▸ TASK INPUT:
┄┄┄┄┄┄┄┄┄┄
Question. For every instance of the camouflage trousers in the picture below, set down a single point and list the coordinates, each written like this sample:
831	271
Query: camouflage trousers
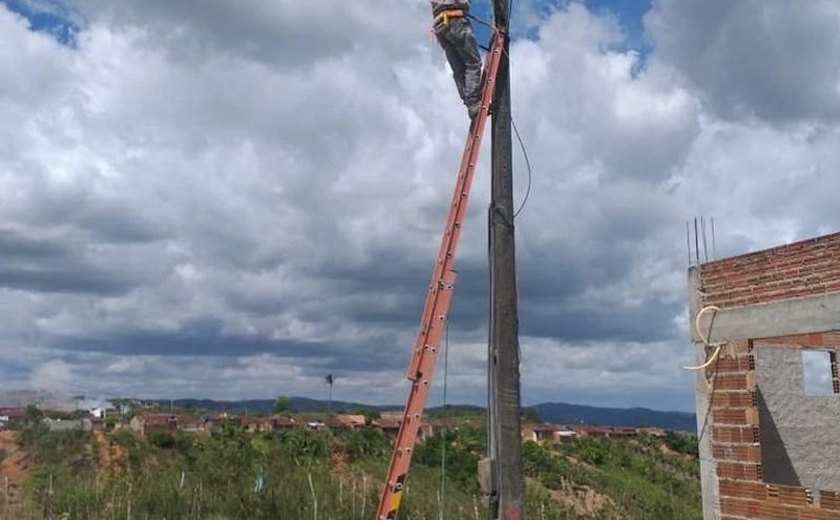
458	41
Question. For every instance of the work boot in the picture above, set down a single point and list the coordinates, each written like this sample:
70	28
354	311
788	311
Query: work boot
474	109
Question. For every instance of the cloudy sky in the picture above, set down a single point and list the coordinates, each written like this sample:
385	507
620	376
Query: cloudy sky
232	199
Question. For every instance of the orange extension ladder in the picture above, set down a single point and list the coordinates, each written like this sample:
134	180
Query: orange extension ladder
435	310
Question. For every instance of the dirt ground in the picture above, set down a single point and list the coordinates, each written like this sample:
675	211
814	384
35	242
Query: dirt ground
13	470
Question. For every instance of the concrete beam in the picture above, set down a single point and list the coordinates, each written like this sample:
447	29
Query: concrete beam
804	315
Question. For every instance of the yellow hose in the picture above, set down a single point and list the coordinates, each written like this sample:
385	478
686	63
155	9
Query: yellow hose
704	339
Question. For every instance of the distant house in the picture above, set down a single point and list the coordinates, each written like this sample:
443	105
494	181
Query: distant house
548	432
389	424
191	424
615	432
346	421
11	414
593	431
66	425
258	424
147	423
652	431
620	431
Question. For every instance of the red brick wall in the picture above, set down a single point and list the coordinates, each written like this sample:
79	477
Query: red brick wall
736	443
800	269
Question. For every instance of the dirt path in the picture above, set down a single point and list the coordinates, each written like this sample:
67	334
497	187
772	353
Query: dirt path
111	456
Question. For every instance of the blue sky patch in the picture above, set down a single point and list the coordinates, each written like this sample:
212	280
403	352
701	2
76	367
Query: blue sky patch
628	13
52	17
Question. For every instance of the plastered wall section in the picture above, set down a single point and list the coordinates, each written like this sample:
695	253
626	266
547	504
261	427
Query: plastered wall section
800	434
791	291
┄┄┄┄┄┄┄┄┄┄
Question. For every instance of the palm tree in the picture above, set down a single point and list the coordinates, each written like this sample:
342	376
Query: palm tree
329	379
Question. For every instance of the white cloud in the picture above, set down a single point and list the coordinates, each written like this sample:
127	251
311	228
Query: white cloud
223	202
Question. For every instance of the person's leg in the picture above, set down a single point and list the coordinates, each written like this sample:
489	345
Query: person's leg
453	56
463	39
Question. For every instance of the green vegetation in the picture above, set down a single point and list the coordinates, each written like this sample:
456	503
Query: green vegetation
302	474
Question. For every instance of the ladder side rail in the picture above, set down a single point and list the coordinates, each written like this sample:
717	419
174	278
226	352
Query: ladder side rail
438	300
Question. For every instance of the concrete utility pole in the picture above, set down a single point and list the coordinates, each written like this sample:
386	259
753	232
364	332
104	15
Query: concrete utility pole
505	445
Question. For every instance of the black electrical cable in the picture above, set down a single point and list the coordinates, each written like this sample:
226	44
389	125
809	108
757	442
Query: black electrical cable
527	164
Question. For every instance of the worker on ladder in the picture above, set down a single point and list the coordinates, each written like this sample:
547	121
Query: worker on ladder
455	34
┄┄┄┄┄┄┄┄┄┄
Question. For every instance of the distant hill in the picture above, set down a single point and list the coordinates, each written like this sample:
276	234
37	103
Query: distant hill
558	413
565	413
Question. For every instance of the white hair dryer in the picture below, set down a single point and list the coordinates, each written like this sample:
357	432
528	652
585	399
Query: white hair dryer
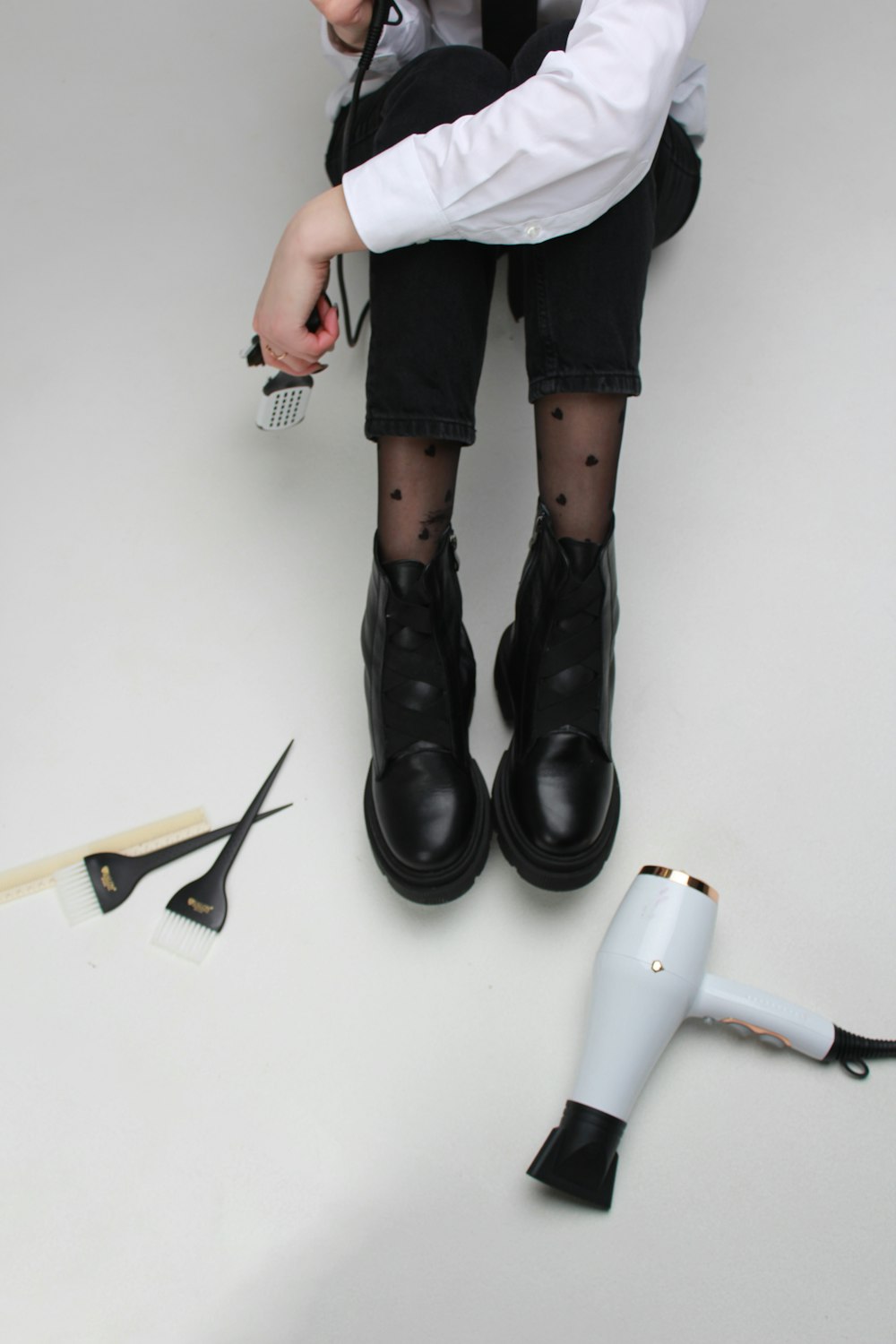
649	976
┄┄┄┄┄┄┄┄┄┄
▸ WHAT IS ASKED: Count the lines in the records that contain the string "below", matching case exactly, and give only that number.

▸ OUTPUT OF THE EXERCISE: 2